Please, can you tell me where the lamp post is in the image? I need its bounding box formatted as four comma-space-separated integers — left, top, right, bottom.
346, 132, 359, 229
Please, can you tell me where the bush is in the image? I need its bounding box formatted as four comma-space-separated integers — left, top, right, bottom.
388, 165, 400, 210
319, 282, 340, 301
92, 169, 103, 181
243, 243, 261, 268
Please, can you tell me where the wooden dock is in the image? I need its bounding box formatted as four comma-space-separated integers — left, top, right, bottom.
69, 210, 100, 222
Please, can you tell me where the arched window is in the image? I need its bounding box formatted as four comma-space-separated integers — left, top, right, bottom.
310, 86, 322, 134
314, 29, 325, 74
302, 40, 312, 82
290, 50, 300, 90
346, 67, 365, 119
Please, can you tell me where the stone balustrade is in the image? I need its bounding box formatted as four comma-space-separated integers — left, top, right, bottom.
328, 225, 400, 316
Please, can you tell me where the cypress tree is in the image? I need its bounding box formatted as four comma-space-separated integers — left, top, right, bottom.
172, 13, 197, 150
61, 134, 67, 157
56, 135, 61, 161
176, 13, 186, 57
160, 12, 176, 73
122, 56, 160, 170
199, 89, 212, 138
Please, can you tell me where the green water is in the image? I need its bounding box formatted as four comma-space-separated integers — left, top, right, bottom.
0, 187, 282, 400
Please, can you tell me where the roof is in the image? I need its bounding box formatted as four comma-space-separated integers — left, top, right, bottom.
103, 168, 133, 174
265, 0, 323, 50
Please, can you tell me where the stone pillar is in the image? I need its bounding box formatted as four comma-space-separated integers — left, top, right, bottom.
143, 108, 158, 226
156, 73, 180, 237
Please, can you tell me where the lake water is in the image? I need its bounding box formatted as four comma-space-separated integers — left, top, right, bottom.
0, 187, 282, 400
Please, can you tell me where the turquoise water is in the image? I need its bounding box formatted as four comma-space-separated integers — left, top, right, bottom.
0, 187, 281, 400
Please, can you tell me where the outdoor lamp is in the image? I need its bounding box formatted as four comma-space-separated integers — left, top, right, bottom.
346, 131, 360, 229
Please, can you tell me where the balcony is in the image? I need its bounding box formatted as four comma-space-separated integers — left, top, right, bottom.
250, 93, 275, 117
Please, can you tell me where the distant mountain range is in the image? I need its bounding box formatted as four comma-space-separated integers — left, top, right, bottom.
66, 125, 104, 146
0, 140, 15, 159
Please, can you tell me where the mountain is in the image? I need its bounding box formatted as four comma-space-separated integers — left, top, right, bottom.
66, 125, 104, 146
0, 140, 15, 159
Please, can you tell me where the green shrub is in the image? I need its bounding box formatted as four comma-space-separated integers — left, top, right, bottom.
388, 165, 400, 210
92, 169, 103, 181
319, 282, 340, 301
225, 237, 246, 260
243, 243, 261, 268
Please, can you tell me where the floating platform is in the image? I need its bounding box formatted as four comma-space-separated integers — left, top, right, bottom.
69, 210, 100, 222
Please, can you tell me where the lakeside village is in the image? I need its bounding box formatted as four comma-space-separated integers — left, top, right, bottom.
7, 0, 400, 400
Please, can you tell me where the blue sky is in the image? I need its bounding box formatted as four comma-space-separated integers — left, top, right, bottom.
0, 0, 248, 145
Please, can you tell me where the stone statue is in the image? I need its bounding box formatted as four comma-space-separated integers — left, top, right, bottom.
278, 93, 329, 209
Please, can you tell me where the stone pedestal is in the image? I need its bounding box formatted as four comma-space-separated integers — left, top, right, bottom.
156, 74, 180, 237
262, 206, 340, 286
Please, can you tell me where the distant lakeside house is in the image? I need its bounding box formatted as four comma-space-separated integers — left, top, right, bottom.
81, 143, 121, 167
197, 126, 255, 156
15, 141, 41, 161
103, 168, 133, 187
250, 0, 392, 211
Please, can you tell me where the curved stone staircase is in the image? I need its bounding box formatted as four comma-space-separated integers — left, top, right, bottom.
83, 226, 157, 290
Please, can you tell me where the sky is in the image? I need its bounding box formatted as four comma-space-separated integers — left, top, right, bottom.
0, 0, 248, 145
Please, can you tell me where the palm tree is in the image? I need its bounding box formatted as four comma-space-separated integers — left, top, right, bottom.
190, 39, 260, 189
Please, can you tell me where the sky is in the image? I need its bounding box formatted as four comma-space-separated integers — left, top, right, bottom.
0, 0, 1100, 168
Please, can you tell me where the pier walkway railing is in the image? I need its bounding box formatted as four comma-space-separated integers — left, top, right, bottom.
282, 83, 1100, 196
★ ★ ★ ★ ★
Please write out the material again from the line with "Please, can you tell me where the lake water" to the line with "250, 93, 275, 117", both included, keeping every line of wording unchanged. On each answer line, scale the coordinates by 1.15 and round them to whole numbers, with halves rounding up.

Please, can you tell me where the lake water is in the image? I need its bounding box formatted as four comma-space-separated integers — left, top, right, bottom.
0, 215, 324, 460
Please, can you tell me where the turquoise water is in the image? I need its bounding box formatted as four comma-space-separated integers — left, top, right, bottom.
0, 215, 323, 460
Please, can you tell me where the outdoor lamp is in the image? I need its bounding box formatted as four comma-space-separated integers — left, top, right, bottom.
398, 151, 414, 263
Please, can you tell me where the balcony is in the image? I need its bounding box formatted as four comma-space-separated integers — left, top, right, bottom.
288, 107, 316, 135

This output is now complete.